**Exercise objective**.
Using the blog post on the son's finger and the car battery, answer the following:
(a) What is the title of the article by David Goldhill that the author finished reading?
(b) How old was the son whose finger was crushed in a door at school?
(c) How many medical opinions did it take to reach a clearly superior option for the daughter?
--- Document passage Enclosed Below ---
Juxtaposition – our son’s finger and our car’s battery
Yesterday. Two real events, one healthcare delivery-related, the other, the diagnosis and treatment of a car battery problem. Those two events coincided with my completing reading a worthwhile, 17-page article by David Goldhill, “How American Health Care Killed My Father.” The relevance of Goldhill’s article was striking. First the healthcare event.
Emergency Department and Post-acute Surgical Care
Our eight-year old son was unfortunate enough to have had his finger crushed in a door at school. It was an accident, unrelated to the intentional or avoidable behaviors of anyone. It was very scary, and will likely become only a sad memory. Thanks to careful, cautious and competent work by the emergency department at a community hospital, and follow-up with a hand surgeon, our son is likely to have a functionally and cosmetically normal finger within a few months. What about the quality and costs issues?
The costs, coordination and follow-up care issues were typical of U.S. healthcare. We were told in the ED that the follow-up surgeon, scheduled for the next day, would be covered by health insurance. When we arrived at his office the next morning, we were told that wasn’t true. The office was in no way connected to either our pediatrician’s office or the emergency department (relationships or shared records text, or radiographic images), or any sort of system that would help organize and convey the management, costs and follow-up issues.
The surgeon was in another state, and according to Google directions, an hour away accounting for known traffic. This is in a major metropolitan area with a high density of doctors, academic medical centers, and the NIH (across the street from the hospital). That said, surgeon-in-another-state’s skill and the surgical outcome of the re-implantation to date are superb. We are truly grateful, although we had no real discretion to make a choice, assess price or other options.
We had no real choices in this situation, other than to follow a guild-based referral that was costly, inconvenient, and fragmented. See my post on selecting an orthopedic physician for our daughter in the post Relativity and Reality . In that instance, it took sophisticated consumer parents and four medical opinions to arrive at a clearly superior option – an option that factors in over a decade of Comparative Effectiveness Research that’s already completed but not locally valued. With our daughter, we had the luxury of time and a huge measure of parental energy. Conversely, the quality of the opinions for our son was objectively limited and the costs incurred were significant.
DieHard Battery Care
Contrast all of that with my DieHard battery experience. I’m thinking about apologizing for the not-so-subtle slight to the U.S. healthcare system by even making this comparison. But I’m not ready to apologize. I'm also eager to acknowledge that surgical skill cannot be compared adequately to commodity automotive service ... at least not superficially.
--- End of Enclosed Document passage ---
--- Provided records Enclosed Below ---
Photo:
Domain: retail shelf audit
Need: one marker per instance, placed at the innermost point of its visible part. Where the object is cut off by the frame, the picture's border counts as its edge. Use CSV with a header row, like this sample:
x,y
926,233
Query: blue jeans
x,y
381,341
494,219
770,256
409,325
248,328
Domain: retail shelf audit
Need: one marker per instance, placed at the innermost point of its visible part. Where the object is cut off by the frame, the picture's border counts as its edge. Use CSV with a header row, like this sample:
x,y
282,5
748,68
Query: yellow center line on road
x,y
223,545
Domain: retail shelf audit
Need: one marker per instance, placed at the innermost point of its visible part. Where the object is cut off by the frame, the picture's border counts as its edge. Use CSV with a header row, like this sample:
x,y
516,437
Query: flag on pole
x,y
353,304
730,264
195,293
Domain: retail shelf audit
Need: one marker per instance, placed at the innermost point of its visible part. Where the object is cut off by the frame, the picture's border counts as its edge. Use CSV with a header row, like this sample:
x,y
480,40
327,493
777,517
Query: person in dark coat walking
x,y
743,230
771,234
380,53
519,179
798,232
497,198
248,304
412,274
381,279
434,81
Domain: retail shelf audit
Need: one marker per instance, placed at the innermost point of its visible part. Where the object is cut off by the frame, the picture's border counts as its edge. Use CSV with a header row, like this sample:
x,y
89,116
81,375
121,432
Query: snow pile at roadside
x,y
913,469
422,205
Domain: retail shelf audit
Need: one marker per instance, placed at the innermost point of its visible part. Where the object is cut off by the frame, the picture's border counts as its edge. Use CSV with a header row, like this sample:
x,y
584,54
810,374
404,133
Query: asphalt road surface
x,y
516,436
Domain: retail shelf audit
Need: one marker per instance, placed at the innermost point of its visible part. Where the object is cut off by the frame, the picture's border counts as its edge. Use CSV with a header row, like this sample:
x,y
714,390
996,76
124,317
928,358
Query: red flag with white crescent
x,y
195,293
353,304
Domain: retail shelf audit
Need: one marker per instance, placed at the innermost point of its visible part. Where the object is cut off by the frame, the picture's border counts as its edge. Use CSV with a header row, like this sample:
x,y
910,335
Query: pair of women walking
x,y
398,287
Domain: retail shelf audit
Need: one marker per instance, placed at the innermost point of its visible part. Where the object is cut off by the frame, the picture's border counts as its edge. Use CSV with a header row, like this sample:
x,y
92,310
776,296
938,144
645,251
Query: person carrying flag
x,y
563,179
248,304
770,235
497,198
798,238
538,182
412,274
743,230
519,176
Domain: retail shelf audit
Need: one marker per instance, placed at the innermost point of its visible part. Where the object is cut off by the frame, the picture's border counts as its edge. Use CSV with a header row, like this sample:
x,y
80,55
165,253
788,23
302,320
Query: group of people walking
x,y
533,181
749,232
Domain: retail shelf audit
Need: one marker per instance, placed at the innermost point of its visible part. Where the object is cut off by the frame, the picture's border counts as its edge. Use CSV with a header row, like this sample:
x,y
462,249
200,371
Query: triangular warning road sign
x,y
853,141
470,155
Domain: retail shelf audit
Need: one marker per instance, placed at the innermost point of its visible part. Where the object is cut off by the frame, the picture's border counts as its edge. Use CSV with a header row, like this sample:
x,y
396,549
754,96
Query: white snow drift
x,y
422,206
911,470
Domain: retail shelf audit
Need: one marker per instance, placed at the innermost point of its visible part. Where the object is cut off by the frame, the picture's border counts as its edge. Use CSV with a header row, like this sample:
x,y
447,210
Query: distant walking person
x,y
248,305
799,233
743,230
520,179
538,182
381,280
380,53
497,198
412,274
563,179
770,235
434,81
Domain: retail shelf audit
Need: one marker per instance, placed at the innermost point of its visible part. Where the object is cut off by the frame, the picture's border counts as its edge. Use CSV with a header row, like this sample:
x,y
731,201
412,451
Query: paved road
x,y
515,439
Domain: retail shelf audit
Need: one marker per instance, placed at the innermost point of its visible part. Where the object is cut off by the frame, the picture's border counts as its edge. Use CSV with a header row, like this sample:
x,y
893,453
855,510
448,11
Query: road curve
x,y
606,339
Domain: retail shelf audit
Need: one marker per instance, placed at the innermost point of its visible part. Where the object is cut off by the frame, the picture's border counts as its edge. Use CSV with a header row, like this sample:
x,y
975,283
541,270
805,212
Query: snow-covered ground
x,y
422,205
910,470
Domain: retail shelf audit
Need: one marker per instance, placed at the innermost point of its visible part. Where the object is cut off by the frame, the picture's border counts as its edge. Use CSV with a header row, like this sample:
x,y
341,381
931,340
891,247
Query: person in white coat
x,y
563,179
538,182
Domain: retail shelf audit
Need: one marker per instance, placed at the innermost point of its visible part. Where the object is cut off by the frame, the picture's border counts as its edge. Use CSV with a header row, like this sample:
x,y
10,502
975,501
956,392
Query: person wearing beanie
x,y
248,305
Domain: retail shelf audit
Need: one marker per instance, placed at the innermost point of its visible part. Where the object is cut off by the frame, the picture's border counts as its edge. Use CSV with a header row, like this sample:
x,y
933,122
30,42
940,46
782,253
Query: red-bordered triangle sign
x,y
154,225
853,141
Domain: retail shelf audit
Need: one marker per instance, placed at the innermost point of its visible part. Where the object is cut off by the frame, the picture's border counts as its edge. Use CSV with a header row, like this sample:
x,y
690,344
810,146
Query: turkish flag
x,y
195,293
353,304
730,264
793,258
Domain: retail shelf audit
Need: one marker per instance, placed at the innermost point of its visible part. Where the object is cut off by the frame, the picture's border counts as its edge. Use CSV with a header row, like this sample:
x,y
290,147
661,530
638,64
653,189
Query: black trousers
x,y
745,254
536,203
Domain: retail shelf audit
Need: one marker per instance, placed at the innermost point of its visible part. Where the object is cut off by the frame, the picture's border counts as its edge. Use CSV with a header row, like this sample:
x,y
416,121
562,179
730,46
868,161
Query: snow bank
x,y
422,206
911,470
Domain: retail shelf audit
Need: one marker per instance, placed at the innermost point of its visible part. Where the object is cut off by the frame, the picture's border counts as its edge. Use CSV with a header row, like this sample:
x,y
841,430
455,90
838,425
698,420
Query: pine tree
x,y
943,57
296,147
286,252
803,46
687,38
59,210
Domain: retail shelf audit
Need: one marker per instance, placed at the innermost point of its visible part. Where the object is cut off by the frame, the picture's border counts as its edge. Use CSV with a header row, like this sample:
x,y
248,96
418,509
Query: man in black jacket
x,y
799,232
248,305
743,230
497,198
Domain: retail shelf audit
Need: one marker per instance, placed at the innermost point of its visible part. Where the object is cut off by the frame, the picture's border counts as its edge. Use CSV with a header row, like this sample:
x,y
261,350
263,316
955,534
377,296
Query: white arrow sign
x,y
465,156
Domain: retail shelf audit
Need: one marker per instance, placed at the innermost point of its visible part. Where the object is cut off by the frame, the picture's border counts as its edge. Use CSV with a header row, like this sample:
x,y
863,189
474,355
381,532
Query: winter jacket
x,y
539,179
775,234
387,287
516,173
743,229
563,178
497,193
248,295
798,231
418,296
--- End of Enclosed Provided records ---
**Response**.
(a) "How American Health Care Killed My Father."
(b) Eight years old.
(c) Four.